> SET TASK A:
In the text about Penn State football, which quarterback is called the centerpiece of the Nittany Lions' 2022 class?

> SOURCE:

But this? This is a nightmare.
Where’s the fire? Neither the players or coaches seem to have any emotions during or after games other than defeat. Heads are dropping almost immediately and everyone is acknowledging problems and yet no one seems to be fixing them.
It all starts with leadership and the man who just signed a massive contract extension. It’s not as simple as taking blame, James Franklin needs to be finding solutions, and right now he is failing spectacularly at doing so.
3. This will have long-term effects
Recruiting and image wise, you can survive a down year. Notre Dame went 4-8 not that long ago. Texas has had nightmare seasons. Florida was in the dumps before Dan Mullen. But Penn State can’t survive that type of thing, especially if there’s not an obvious excuse and fix.
Seasons like these, when you’re already recruiting poorly in the current class, are what cripple the next 2-3 recruiting cycles and that momentum is not easy to get back.
Currently, the Nittany Lions are off to a great start in the 2022 class and their centerpiece, quarterback Beau Pribula, seems set for a big ratings bump after a monster junior season. But can you hold on to those pieces?
How do you sell to guys that they’re coming to compete for conference and national titles when you’re getting the doors blown off by Maryland in your home stadium? How about when you look markedly worse than Rutgers under Greg Schiano, who undoubtedly will be competing for some of the same kids soon, I would love to say this season is a one-off issue, but Penn State is staring down some serious and potentially lasting issues.

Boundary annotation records
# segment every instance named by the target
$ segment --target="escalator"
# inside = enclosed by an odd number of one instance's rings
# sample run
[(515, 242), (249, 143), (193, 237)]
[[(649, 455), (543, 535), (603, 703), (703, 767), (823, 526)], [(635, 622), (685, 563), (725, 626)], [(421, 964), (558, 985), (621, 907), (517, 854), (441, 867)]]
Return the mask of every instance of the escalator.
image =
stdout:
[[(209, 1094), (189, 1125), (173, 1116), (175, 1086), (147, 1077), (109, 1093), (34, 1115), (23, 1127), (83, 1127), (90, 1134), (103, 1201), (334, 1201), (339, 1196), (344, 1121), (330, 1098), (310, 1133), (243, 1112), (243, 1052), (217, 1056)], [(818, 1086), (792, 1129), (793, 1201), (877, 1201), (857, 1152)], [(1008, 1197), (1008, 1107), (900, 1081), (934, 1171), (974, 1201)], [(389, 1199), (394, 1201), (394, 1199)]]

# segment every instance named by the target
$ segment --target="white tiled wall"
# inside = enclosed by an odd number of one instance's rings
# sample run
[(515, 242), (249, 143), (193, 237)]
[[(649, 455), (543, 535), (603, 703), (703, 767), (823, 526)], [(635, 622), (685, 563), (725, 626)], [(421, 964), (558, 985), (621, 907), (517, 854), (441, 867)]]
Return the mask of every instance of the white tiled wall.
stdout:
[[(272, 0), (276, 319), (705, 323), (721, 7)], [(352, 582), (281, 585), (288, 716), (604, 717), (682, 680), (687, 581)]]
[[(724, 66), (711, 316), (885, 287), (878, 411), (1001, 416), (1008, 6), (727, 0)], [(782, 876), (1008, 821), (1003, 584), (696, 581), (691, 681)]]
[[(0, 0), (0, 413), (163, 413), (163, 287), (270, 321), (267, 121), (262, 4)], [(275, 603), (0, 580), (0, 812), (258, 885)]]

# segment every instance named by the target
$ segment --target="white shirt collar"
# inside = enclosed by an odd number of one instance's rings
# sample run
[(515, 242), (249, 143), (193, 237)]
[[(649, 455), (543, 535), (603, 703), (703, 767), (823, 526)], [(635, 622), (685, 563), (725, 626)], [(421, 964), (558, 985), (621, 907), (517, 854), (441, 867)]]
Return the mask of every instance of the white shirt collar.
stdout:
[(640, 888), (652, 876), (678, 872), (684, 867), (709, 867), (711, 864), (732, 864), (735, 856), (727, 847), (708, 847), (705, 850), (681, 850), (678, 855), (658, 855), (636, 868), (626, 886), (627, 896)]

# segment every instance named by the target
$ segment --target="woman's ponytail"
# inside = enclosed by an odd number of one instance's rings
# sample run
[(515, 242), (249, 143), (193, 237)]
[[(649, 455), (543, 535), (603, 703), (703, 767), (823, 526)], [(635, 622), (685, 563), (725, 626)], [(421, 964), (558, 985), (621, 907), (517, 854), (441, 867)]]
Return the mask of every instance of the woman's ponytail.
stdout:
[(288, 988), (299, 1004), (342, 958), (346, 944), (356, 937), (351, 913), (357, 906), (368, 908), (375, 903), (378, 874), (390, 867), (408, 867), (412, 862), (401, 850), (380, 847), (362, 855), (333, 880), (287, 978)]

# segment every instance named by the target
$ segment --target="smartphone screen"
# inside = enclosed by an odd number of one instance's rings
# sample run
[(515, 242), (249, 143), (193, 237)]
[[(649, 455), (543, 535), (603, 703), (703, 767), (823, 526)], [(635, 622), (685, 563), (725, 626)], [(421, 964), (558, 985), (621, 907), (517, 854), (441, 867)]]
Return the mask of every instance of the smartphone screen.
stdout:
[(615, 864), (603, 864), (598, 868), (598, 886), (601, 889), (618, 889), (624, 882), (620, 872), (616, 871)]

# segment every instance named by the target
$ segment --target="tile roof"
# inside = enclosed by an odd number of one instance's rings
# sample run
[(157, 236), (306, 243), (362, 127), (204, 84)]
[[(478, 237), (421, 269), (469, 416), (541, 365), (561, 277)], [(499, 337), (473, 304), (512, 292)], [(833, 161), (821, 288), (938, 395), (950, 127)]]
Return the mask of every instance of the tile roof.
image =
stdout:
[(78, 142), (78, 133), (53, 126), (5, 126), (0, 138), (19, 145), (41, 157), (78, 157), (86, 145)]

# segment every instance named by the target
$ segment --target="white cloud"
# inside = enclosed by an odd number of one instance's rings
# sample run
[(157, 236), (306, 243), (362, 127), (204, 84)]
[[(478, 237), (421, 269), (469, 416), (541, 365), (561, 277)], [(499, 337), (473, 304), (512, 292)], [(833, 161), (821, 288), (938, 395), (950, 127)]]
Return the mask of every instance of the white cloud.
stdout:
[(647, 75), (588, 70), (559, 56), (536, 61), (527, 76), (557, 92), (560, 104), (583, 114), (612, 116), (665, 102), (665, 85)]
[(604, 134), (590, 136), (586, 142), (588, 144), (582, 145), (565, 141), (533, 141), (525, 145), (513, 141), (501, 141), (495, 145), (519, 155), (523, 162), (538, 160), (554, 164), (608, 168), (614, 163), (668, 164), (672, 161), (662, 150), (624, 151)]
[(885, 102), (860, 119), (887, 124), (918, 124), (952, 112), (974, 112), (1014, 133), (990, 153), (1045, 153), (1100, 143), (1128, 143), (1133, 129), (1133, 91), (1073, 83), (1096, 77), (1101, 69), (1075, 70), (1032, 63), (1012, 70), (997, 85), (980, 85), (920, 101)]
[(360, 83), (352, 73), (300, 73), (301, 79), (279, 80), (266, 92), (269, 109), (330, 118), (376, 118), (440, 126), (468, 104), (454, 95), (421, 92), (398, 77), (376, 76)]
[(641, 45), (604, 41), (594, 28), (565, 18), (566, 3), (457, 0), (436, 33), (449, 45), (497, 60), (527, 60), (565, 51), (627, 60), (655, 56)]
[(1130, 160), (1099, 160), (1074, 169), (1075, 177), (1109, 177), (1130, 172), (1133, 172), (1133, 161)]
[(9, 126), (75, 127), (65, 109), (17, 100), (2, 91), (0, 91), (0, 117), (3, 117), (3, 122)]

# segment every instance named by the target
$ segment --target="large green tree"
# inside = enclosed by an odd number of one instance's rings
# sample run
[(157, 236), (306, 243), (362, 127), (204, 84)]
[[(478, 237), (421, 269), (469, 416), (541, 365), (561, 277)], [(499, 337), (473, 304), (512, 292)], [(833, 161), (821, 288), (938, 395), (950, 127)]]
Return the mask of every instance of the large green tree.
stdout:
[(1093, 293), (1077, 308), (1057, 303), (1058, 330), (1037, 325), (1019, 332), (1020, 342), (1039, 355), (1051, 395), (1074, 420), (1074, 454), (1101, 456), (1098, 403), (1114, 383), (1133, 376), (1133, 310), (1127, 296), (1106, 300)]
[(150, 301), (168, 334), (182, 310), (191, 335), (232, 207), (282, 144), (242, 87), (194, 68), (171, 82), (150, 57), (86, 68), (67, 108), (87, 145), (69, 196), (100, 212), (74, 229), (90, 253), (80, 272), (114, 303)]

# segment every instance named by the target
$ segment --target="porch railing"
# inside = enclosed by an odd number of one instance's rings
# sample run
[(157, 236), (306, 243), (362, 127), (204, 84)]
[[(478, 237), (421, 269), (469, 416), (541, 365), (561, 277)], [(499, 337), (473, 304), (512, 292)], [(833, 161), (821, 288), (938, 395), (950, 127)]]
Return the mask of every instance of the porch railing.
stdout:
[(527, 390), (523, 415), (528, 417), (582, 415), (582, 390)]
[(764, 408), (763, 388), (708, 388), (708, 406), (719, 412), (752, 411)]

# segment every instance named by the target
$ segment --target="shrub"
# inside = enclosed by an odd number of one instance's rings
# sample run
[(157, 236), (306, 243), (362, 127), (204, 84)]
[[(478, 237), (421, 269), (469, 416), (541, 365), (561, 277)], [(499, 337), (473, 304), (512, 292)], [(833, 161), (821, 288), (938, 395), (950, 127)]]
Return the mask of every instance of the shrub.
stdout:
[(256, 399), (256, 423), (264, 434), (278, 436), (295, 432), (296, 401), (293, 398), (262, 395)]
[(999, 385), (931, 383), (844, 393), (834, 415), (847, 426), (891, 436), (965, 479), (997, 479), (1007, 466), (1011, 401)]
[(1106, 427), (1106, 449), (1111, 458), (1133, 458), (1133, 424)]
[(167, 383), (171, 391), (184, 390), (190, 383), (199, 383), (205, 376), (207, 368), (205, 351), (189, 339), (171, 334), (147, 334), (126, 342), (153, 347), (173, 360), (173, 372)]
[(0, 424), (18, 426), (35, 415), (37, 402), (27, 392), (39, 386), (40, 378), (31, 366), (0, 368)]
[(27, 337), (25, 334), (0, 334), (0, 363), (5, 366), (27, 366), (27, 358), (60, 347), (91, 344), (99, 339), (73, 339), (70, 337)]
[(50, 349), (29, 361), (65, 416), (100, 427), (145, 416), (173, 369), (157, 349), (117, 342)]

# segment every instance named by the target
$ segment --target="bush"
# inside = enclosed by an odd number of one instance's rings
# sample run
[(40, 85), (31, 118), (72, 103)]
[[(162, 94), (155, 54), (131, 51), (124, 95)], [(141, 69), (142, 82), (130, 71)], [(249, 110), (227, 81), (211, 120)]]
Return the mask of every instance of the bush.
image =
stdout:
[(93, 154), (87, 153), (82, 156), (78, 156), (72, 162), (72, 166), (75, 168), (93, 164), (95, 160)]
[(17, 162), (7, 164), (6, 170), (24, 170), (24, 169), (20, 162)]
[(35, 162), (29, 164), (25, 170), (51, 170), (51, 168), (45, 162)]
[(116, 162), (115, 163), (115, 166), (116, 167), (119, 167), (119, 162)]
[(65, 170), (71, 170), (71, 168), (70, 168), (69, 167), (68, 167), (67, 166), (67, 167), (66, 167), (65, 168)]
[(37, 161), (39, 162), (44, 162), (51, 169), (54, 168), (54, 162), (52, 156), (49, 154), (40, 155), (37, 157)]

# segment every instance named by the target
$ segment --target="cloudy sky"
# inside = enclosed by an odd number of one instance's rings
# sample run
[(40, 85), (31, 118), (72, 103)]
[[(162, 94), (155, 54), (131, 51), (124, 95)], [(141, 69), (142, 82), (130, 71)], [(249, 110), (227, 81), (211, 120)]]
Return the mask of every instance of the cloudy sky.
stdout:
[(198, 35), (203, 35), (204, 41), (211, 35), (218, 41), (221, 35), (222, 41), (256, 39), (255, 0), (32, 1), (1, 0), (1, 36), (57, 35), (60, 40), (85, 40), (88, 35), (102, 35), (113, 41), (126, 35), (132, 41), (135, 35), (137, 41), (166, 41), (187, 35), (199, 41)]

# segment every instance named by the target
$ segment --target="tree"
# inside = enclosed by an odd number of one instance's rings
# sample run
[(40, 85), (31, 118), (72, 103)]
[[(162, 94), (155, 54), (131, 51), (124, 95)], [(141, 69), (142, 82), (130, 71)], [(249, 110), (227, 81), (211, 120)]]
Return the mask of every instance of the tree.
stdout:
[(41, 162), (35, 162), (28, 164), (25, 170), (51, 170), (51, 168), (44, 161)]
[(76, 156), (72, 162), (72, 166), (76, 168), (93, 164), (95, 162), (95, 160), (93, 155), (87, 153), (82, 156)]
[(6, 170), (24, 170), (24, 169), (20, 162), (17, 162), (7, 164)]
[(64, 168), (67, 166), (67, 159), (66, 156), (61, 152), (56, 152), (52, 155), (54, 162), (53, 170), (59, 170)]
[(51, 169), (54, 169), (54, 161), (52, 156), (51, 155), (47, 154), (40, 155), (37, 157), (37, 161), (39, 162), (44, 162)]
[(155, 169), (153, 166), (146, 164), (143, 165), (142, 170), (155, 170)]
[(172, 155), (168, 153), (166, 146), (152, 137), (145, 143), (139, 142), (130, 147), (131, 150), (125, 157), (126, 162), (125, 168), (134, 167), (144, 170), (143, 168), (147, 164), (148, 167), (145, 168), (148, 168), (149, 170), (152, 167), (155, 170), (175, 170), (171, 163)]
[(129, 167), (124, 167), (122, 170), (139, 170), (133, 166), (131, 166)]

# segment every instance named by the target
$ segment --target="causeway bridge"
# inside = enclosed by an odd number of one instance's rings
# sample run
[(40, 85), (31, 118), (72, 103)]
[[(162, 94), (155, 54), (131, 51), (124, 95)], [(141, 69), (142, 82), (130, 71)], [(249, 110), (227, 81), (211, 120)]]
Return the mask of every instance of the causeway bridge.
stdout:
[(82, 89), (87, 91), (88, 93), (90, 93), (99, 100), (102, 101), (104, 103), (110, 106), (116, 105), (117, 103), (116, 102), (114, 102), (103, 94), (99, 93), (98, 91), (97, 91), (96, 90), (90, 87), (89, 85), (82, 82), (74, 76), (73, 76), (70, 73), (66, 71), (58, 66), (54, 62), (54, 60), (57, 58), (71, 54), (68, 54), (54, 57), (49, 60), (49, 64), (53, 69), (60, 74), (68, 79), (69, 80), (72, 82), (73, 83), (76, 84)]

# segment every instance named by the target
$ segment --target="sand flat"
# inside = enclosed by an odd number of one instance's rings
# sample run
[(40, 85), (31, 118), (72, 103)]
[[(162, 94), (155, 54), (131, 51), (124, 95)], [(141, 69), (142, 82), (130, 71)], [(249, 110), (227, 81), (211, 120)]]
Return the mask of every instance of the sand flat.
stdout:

> SET TASK B:
Write out the entries from the start through the line containing "1201), (394, 1199)]]", copying every line, requests included. Shift each coordinate in the answers by adding 20 to it.

> RESPONSE A:
Beau Pribula

> RESPONSE B:
# segment every instance named by the target
$ segment --target="escalator"
# inside = enclosed by an odd number of one instance's rings
# sample run
[(515, 242), (249, 143), (193, 237)]
[[(649, 455), (543, 535), (603, 703), (703, 767), (823, 526)], [(635, 622), (685, 563), (725, 626)], [(421, 964), (558, 985), (621, 907), (517, 854), (441, 867)]]
Return the mask of every instance of the escalator.
image =
stdout:
[[(229, 1114), (209, 1145), (193, 1136), (195, 1106), (167, 1097), (129, 1113), (54, 1135), (43, 1147), (103, 1147), (110, 1154), (123, 1221), (354, 1221), (359, 1216), (364, 1141), (350, 1118), (330, 1153), (263, 1132), (263, 1072), (237, 1076)], [(838, 1106), (812, 1149), (813, 1221), (897, 1221), (877, 1172)], [(1028, 1217), (1028, 1127), (920, 1101), (954, 1191), (994, 1221)], [(409, 1219), (414, 1221), (414, 1219)]]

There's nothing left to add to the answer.